# Start of AVAILABLE DATA

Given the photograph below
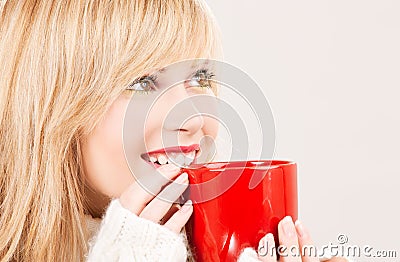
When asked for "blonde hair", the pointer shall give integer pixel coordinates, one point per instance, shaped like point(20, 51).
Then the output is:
point(63, 63)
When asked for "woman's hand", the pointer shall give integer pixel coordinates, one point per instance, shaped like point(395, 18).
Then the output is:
point(293, 237)
point(145, 205)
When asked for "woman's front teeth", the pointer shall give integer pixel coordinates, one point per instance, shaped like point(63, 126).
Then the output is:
point(162, 159)
point(177, 158)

# End of AVAILABLE DATA

Can you rewrite every line of the rows above as a JSON list of strings, one string per line, skipping blank lines and leaving the pictures out?

▶ RESPONSE TO THE EXERCISE
[
  "Given the photograph below",
  "When asked for \"blonde hair\", the pointer shall give integer pixel coordinates, one point per instance, shaped like point(20, 51).",
  "Then the output is:",
  "point(63, 63)",
  "When asked for \"woman's hand\", the pointer shall give integer pixel coordinates, one point per instance, shaped like point(395, 18).",
  "Then the output is:",
  "point(293, 237)",
  "point(145, 205)",
  "When asked for \"woman's front teeth\", the pointer shall give integer pixel coordinates, one point per instance, shaped like point(63, 126).",
  "Then the output is:",
  "point(162, 159)",
  "point(177, 158)"
]